§ **Task instructions**:
a – In the Linux readahead text, at which layer is the readahead logic implemented?
b – Repeat word for word the stretch of the Linux readahead text from "3. Motivations" through "in Section 2.2.".

§ **Provided text**:
****

After file system processing, the request is sent to the block I/O layer. In the block I/O layer, block-oriented I/O requests are placed in request queues, where I/O merging and scheduling are performed for possible performance optimization. Finally, the request reaches the device driver layer and is eventually issued to the storage devices to access that particular block.

3. Motivations

Figure 5 also shows the current Linux readahead architecture. As shown in the figure, readahead logic is implemented at the VFS layer, which reflects the fact that user applications access storage devices by file abstraction. If the request is a read request and is a page cache miss, the request is handed over to the readahead module, which launches a synchronous or asynchronous readahead, as stated in Section 2.2.

Nevertheless, HDDs and SSDs are in fact block-based storage devices. As stated in Section 2.3, in Linux, the management of the block devices and their associated requests is handled at the block I/O layer. Therefore, current Linux SSD cache managers are all implemented at the block I/O layer.

In an SSD-based caching storage system, the following two characteristics greatly impact readahead performance:

The performance models of HDDs and SSDs are drastically different. Since SSDs have no mechanical moving parts compared to HDDs, they provide much better performance, especially for read operations. In addition, HDD sequential reads are much faster than HDD random reads. By contrast, in SSDs the performance of sequential reads and sequential writes are similar.
The I/O workloads applied to HDDs and SSDs are also different. Since SSDs and HDDs have different performance models, an SSD cache manager should exploit the complementary properties of SSDs and HDDs. For example, bcache and profit caching differentiate random accesses from sequential accesses and only cache randomly accessed data in SSDs [8,11]. Therefore, data cached in SSDs exhibits different access patterns compared to data stored in HDDs.

****

§ **Provided records**:
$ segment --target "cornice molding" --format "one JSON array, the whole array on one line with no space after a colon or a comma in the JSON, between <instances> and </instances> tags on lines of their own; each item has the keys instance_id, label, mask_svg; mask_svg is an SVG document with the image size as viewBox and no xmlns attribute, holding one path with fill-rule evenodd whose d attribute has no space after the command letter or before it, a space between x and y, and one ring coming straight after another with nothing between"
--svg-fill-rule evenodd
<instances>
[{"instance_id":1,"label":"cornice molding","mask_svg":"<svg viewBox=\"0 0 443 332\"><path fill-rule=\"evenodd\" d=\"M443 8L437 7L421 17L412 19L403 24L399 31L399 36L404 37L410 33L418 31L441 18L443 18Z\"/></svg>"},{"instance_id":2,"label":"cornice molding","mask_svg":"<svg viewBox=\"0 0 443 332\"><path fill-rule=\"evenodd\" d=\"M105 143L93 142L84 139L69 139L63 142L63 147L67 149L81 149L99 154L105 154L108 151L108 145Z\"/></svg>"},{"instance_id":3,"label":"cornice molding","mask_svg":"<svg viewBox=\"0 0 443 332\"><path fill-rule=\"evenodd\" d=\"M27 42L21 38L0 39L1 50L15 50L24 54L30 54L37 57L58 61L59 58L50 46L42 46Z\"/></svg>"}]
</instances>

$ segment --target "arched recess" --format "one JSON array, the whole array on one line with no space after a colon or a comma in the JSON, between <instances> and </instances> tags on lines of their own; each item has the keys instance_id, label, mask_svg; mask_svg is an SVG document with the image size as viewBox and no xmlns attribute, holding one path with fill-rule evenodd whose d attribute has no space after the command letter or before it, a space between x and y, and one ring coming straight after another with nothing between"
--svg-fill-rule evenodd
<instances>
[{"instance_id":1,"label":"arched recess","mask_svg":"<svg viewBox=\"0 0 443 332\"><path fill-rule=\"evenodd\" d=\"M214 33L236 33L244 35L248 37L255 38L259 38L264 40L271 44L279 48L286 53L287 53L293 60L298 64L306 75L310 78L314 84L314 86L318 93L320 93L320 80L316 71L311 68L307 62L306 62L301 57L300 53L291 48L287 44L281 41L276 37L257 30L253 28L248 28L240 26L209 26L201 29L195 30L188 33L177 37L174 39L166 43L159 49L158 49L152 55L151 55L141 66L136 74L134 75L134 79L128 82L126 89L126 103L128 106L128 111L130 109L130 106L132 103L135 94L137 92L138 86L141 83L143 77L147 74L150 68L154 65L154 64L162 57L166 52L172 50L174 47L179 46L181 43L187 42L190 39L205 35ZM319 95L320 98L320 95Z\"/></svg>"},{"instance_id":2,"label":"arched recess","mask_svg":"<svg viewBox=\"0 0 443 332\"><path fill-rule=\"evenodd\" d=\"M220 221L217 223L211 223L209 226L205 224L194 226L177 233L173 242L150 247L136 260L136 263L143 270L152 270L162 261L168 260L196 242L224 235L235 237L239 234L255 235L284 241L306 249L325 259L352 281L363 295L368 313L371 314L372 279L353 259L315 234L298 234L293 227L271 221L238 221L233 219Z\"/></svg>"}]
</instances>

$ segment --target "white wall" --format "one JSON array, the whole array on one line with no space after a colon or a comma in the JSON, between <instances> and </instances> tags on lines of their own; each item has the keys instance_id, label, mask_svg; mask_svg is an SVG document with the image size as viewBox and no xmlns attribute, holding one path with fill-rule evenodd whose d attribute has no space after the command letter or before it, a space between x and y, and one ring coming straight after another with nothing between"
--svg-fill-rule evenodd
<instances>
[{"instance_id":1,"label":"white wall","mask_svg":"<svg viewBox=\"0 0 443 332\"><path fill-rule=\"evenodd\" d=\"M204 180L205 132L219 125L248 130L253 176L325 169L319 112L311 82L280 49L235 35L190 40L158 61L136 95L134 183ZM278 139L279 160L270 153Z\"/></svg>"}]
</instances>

****

§ **Responses by task**:
a – It is implemented at the VFS layer.

b –
3. Motivations

Figure 5 also shows the current Linux readahead architecture. As shown in the figure, readahead logic is implemented at the VFS layer, which reflects the fact that user applications access storage devices by file abstraction. If the request is a read request and is a page cache miss, the request is handed over to the readahead module, which launches a synchronous or asynchronous readahead, as stated in Section 2.2.